Task goal »
Using the records below, give again exactly the lines from the line that contains "[locate] palm tree" through the line that contains "[locate] bush row", both ends included, and only those.

Collected data
# # # #

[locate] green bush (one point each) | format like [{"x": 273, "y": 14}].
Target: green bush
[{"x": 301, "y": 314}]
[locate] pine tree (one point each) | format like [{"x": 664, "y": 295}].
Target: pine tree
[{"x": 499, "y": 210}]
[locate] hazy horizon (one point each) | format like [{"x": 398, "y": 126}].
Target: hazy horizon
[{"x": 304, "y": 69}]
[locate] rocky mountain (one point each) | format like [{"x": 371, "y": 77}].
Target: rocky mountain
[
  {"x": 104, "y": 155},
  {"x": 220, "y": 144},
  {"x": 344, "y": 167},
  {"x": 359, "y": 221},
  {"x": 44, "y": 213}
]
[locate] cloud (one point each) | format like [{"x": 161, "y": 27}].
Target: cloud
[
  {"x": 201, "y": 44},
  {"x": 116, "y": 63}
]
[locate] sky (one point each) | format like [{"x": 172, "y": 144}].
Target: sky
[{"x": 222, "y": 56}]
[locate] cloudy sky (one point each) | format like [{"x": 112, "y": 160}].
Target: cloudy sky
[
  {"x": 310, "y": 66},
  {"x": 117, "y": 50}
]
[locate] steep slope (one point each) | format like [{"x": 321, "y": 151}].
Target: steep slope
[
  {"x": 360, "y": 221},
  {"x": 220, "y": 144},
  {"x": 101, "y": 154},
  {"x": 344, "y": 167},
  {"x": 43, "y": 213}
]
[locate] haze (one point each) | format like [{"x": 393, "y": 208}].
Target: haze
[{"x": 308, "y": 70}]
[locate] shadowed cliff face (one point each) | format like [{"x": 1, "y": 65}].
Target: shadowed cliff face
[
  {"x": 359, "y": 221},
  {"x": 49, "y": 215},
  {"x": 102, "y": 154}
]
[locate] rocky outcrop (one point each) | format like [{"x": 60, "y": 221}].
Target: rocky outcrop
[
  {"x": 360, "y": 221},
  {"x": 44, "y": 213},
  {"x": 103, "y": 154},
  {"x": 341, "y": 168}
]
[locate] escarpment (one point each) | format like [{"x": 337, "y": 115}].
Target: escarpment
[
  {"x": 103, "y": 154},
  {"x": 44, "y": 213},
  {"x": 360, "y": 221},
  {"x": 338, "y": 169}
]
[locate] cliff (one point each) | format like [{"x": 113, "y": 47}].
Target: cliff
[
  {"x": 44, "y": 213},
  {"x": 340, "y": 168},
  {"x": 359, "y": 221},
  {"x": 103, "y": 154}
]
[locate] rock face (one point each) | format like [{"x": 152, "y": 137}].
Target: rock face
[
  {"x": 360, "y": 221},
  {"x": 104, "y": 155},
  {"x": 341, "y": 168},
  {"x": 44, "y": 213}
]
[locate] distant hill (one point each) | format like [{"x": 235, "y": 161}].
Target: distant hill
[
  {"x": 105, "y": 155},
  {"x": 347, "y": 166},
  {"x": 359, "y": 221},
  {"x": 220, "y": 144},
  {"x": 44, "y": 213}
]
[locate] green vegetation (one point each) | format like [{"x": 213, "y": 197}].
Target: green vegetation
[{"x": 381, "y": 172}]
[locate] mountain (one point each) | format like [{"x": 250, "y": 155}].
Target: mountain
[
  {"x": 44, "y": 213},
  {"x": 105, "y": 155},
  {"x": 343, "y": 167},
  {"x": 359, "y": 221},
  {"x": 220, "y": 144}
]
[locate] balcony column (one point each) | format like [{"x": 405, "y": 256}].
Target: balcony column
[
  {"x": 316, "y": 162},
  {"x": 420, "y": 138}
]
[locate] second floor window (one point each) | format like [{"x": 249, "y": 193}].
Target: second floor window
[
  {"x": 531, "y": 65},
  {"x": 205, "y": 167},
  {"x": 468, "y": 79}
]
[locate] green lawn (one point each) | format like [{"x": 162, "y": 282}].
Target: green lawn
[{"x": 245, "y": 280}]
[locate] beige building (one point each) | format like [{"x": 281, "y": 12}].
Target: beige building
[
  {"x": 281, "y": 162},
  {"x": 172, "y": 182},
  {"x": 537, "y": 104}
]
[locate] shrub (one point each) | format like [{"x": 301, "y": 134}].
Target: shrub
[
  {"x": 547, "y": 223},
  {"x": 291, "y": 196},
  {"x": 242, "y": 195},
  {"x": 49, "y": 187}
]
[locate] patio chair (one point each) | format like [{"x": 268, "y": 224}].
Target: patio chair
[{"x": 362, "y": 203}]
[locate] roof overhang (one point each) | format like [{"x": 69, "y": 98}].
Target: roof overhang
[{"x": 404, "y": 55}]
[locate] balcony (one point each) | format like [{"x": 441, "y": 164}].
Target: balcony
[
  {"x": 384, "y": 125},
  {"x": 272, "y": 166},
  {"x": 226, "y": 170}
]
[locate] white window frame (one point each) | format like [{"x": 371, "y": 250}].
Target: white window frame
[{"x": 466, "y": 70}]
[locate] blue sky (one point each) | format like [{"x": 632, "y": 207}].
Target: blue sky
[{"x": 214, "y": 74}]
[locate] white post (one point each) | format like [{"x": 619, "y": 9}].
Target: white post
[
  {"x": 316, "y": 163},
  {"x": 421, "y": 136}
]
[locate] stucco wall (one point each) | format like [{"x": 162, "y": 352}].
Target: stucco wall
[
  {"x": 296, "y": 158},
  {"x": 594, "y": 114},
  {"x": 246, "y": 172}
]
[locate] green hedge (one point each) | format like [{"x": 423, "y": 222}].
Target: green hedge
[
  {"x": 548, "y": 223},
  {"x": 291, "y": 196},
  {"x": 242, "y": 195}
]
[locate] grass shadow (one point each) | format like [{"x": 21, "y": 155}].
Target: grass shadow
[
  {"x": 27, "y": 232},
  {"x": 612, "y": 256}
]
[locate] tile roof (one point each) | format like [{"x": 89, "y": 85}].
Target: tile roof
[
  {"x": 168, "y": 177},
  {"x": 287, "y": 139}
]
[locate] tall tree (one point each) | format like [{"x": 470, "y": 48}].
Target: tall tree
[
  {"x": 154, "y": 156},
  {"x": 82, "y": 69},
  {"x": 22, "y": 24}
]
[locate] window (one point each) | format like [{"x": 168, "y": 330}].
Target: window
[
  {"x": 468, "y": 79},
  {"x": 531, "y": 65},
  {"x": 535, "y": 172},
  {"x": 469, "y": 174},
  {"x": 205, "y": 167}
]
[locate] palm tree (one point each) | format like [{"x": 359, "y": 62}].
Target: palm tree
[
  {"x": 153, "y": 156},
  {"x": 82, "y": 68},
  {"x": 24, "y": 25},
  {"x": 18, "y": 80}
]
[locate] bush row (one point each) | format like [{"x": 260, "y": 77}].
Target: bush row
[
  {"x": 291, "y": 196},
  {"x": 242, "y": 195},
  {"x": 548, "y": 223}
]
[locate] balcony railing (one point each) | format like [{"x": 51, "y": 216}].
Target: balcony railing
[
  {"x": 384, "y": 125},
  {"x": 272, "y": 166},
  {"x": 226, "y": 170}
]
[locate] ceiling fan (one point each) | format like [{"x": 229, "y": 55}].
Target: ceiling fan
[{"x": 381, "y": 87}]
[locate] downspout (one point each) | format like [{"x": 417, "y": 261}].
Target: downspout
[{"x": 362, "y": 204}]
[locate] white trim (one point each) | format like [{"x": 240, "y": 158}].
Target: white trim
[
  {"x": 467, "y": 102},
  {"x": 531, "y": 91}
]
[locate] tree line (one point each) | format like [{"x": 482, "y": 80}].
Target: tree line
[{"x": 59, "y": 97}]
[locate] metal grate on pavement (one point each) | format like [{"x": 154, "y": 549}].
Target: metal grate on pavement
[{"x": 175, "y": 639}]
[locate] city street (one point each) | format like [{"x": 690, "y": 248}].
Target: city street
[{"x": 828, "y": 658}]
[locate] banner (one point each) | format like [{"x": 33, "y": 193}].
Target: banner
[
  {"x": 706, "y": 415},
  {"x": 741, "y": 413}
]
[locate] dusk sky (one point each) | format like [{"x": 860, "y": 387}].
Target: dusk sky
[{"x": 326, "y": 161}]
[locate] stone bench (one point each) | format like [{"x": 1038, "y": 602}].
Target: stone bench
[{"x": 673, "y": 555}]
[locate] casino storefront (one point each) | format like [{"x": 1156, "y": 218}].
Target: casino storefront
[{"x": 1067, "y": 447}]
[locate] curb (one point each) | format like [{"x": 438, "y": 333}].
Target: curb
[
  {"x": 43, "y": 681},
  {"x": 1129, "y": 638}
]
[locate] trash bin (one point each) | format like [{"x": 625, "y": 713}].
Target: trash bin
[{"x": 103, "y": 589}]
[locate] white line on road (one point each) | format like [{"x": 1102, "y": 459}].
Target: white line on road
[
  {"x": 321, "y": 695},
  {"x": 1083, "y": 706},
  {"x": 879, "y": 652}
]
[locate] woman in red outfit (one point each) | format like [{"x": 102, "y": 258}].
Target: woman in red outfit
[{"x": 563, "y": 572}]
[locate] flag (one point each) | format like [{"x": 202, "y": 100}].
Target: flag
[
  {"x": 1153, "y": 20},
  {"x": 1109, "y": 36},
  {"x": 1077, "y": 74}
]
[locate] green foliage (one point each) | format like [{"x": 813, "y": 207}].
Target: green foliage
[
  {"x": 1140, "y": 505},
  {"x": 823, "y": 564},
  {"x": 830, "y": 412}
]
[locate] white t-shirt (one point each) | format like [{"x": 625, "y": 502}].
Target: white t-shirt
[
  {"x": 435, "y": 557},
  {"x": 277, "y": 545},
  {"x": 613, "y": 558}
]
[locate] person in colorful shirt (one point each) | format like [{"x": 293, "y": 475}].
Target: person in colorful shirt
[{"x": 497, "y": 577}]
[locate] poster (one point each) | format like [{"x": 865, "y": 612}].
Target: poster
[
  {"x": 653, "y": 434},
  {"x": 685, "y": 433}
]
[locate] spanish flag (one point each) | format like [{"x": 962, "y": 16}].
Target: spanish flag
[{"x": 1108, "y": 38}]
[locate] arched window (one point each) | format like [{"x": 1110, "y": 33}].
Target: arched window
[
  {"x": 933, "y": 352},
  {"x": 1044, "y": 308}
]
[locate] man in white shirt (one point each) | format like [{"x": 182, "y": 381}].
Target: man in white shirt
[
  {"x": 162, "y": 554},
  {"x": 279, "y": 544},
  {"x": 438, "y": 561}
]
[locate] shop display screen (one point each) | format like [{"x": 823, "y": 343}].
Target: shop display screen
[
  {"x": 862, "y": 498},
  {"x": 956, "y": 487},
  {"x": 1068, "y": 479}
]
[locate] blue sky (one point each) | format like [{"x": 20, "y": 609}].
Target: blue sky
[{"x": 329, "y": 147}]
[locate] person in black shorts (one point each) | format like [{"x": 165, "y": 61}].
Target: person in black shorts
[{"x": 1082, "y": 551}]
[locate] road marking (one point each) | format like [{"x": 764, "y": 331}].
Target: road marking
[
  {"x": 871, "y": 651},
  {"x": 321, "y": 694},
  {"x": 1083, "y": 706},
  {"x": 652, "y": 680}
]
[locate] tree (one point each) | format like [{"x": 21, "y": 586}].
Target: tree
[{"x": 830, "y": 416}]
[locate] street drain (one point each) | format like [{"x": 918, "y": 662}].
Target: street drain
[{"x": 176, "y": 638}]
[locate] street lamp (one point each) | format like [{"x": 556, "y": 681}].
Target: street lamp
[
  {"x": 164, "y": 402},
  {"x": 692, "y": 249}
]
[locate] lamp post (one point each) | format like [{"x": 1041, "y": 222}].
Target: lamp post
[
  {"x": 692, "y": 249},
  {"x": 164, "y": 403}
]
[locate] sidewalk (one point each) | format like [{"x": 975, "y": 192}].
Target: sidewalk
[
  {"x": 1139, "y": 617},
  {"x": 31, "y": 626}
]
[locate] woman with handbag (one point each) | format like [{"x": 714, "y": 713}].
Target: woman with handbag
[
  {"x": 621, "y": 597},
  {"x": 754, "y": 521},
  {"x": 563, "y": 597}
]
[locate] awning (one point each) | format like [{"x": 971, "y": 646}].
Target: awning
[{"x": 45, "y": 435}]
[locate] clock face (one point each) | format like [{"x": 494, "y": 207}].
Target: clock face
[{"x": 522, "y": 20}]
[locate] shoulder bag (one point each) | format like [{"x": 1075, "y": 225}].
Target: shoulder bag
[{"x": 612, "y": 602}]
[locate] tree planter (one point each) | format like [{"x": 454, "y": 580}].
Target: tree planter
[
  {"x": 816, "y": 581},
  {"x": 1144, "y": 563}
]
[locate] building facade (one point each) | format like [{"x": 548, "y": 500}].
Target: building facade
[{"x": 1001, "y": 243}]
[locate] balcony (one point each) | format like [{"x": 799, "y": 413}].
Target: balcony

# # # #

Output below »
[locate] palm tree (one point each) | format like [{"x": 359, "y": 62}].
Target: palm tree
[
  {"x": 153, "y": 156},
  {"x": 82, "y": 68},
  {"x": 24, "y": 25},
  {"x": 18, "y": 80}
]
[locate] bush row (one point each) | format like [{"x": 260, "y": 77}].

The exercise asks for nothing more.